-------- Passage shown

All of lore.kernel.org
 help / color / mirror / Atom feed
From: Peter Senna Tschudin <peter.senna@linux.intel.com>
To: "igt-dev@lists.freedesktop.org" <igt-dev@lists.freedesktop.org>
Cc: Kamil Konieczny <kamil.konieczny@linux.intel.com>,
	Petri Latvala <adrinael@adrinael.net>
Subject: [PATCH i-g-t v6] runner/executor: Abort when child process is killed by a signal
Date: Thu, 3 Oct 2024 15:27:37 +0200	[thread overview]
Message-ID: <999b078d-4338-4158-915e-3bc83338f4e1@linux.intel.com> (raw)
In-Reply-To: <f7319a46-d6d4-4ea5-9863-99ccd7cea3a5@linux.intel.com>

Manually killing a test process results in igt-runner silently marking the
test as incomplete. Change the behavior to abort verbosely when a test is
killed.

In order for the new behavior to work, child termination is probed on
every iteration of the while loop inside monitor_output(). Add the
bool test_timed_out to track when igt_runner is intentionally terminating
a test, and do not interfere with it.

Tested by:
 - using the --per-test-timeout flag and checking that results.json labels
   the test as a timeout.
 - manually killing a test process and checking that results.json labels
   the test as an abort with a message stating the test was killed.

 v6: - clear code comments
     - move child termination probing closer to where sigfd is handled
     - add a bool test_timed_out to ensure we will not interfere with
       igt_runner intentionally killing tests.

----------------

→ Work to complete
Echo the patch email above in full, reproducing every line without any change. The items that come after the patch email play no part in the work here.

-------- Exercise data

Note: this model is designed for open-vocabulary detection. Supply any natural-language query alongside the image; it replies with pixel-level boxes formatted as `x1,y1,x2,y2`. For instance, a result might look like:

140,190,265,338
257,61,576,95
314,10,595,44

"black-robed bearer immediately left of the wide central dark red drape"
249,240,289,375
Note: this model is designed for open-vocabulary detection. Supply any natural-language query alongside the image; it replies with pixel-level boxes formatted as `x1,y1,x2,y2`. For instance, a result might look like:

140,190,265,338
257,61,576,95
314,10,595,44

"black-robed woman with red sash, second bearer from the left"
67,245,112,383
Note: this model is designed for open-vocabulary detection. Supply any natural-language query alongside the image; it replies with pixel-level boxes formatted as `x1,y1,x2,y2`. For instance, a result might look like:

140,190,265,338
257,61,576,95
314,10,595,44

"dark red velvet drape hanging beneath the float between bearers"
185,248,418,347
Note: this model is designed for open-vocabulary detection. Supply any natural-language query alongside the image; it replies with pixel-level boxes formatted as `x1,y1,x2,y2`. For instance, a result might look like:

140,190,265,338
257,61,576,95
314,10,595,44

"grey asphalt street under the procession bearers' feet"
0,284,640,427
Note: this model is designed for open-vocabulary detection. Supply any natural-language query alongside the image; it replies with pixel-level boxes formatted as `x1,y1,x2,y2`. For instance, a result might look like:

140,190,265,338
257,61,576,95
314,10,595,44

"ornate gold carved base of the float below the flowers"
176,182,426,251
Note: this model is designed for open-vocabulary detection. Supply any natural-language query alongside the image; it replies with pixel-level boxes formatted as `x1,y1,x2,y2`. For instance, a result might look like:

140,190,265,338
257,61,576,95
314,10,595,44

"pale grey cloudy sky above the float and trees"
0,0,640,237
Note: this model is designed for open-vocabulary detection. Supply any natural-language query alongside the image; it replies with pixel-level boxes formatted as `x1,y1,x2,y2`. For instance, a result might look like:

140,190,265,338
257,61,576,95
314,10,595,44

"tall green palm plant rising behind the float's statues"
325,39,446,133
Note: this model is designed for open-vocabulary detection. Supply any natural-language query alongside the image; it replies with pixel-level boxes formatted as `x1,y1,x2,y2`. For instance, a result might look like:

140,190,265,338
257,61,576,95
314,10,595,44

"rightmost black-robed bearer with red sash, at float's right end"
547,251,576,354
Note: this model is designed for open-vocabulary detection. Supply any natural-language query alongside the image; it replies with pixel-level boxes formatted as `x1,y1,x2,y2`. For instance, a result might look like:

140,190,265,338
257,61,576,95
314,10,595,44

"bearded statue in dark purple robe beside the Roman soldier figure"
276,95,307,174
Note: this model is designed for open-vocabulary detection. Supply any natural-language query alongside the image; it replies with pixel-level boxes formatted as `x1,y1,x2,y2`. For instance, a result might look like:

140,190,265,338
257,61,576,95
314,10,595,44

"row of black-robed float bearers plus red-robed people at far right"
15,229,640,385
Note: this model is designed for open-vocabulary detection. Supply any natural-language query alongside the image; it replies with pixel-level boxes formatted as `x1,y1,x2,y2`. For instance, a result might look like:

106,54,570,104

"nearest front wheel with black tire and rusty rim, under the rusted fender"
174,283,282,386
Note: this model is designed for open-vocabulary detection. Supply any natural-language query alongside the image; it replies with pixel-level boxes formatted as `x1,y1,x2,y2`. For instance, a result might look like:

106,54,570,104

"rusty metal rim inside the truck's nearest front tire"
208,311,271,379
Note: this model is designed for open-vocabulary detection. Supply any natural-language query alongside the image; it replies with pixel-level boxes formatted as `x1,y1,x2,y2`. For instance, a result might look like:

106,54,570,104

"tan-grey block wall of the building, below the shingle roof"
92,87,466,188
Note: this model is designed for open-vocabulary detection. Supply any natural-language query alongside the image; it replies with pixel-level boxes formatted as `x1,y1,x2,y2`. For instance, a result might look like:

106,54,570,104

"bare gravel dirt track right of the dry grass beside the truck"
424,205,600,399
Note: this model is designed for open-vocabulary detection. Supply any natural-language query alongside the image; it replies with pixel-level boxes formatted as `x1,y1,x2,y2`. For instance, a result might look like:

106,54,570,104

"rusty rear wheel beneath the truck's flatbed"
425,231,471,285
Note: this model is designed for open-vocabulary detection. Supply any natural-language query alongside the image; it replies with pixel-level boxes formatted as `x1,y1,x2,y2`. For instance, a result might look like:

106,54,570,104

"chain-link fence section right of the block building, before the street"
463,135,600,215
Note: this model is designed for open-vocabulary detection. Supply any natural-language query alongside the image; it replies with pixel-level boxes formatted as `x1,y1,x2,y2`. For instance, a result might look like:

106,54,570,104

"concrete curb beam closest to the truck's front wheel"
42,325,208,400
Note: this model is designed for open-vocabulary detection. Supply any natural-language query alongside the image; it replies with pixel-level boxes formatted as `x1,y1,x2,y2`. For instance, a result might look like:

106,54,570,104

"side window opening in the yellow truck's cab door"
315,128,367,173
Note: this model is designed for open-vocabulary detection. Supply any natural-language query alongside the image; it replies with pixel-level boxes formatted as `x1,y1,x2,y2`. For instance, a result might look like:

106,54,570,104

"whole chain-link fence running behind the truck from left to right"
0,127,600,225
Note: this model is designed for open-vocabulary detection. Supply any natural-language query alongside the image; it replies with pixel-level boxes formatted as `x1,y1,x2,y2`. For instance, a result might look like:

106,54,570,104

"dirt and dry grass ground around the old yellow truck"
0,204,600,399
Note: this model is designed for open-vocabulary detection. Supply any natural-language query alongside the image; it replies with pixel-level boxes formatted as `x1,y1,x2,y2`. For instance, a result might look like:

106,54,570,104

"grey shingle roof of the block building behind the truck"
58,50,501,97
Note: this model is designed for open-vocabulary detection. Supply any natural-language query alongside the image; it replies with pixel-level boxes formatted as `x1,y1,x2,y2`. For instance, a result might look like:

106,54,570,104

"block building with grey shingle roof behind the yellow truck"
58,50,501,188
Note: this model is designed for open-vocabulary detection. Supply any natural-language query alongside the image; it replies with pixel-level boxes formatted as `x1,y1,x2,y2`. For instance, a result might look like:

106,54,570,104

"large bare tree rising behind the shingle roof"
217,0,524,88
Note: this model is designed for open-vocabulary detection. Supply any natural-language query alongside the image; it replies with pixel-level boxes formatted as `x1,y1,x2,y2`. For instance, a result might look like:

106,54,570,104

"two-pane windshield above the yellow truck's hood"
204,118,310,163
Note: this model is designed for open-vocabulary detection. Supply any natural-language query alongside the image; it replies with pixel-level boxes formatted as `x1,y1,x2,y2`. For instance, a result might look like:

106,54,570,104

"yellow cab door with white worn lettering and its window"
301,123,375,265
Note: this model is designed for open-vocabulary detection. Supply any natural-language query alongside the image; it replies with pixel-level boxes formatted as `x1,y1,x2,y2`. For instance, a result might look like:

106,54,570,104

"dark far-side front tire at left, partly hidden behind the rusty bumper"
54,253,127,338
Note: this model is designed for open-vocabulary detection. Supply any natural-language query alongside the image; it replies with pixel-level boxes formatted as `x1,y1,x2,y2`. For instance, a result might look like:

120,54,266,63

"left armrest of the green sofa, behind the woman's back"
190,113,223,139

----------------

→ Completed task
All of lore.kernel.org
 help / color / mirror / Atom feed
From: Peter Senna Tschudin <peter.senna@linux.intel.com>
To: "igt-dev@lists.freedesktop.org" <igt-dev@lists.freedesktop.org>
Cc: Kamil Konieczny <kamil.konieczny@linux.intel.com>,
	Petri Latvala <adrinael@adrinael.net>
Subject: [PATCH i-g-t v6] runner/executor: Abort when child process is killed by a signal
Date: Thu, 3 Oct 2024 15:27:37 +0200	[thread overview]
Message-ID: <999b078d-4338-4158-915e-3bc83338f4e1@linux.intel.com> (raw)
In-Reply-To: <f7319a46-d6d4-4ea5-9863-99ccd7cea3a5@linux.intel.com>

Manually killing a test process results in igt-runner silently marking the
test as incomplete. Change the behavior to abort verbosely when a test is
killed.

In order for the new behavior to work, child termination is probed on
every iteration of the while loop inside monitor_output(). Add the
bool test_timed_out to track when igt_runner is intentionally terminating
a test, and do not interfere with it.

Tested by:
 - using the --per-test-timeout flag and checking that results.json labels
   the test as a timeout.
 - manually killing a test process and checking that results.json labels
   the test as an abort with a message stating the test was killed.

 v6: - clear code comments
     - move child termination probing closer to where sigfd is handled
     - add a bool test_timed_out to ensure we will not interfere with
       igt_runner intentionally killing tests.